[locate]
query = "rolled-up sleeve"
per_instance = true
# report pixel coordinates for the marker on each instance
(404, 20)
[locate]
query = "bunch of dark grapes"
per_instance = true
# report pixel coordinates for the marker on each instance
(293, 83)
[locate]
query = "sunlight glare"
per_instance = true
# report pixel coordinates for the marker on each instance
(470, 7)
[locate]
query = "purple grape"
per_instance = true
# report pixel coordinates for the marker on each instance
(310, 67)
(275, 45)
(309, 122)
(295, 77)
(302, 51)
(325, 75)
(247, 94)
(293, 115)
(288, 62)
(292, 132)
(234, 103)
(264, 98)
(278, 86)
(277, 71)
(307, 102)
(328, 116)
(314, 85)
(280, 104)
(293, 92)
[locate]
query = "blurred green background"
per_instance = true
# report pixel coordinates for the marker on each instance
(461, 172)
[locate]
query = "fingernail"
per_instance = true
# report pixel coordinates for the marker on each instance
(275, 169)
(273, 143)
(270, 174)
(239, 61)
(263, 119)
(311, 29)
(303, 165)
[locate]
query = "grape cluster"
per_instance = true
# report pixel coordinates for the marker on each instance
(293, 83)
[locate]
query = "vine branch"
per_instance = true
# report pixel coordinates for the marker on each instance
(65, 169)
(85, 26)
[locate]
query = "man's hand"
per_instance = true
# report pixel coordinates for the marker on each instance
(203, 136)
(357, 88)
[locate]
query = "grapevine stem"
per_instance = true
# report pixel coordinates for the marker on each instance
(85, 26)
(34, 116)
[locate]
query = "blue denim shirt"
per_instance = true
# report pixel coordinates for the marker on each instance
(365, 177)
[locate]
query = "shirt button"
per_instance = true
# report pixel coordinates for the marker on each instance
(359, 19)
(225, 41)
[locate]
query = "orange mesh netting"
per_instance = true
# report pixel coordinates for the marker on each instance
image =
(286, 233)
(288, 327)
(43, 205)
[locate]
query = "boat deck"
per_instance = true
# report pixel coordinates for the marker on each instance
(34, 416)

◆ What is required
Would you copy out each line exactly as written?

◆ Exercise solution
[locate]
query = "rolled-up sleeve"
per_instance = true
# report pixel coordinates for the marker on each instance
(404, 20)
[locate]
query = "bunch of dark grapes"
per_instance = true
# report pixel coordinates for the marker on each instance
(293, 83)
[locate]
query = "sunlight glare"
per_instance = true
# report pixel coordinates for the marker on each instance
(470, 7)
[locate]
query = "purple grape"
per_instance = true
# report pixel coordinates for the marker on each instance
(310, 67)
(275, 45)
(309, 122)
(295, 77)
(302, 51)
(325, 75)
(247, 94)
(293, 115)
(288, 62)
(292, 132)
(234, 103)
(264, 98)
(278, 86)
(277, 71)
(307, 102)
(328, 116)
(314, 85)
(280, 104)
(293, 92)
[locate]
query = "blurred green background"
per_instance = true
# report pixel coordinates for the marker on each instance
(461, 172)
[locate]
query = "fingernail"
per_instance = true
# report pixel coordinates for the marker on each instance
(275, 169)
(273, 143)
(270, 174)
(239, 61)
(263, 119)
(311, 29)
(303, 165)
[locate]
query = "grape cluster"
per_instance = true
# report pixel coordinates for the marker on each instance
(293, 83)
[locate]
query = "vine branch"
per_instance = true
# report pixel coordinates for the marker on each instance
(65, 169)
(85, 26)
[locate]
query = "man's hand"
per_instance = true
# report pixel coordinates for the marker on each instance
(203, 136)
(357, 88)
[locate]
query = "grapevine stem"
per_instance = true
# report pixel coordinates for the marker on each instance
(85, 26)
(34, 116)
[locate]
query = "blue denim shirt"
per_instance = true
# report pixel coordinates for the marker on each instance
(365, 177)
[locate]
query = "shirt button"
per_instance = true
# report pixel coordinates for the marker on each instance
(359, 19)
(225, 41)
[locate]
query = "orange mesh netting"
per_instance = true
# report pixel coordinates for the marker on each instance
image =
(286, 233)
(288, 327)
(43, 205)
[locate]
query = "boat deck"
per_instance = true
# report pixel coordinates for the marker on each instance
(34, 416)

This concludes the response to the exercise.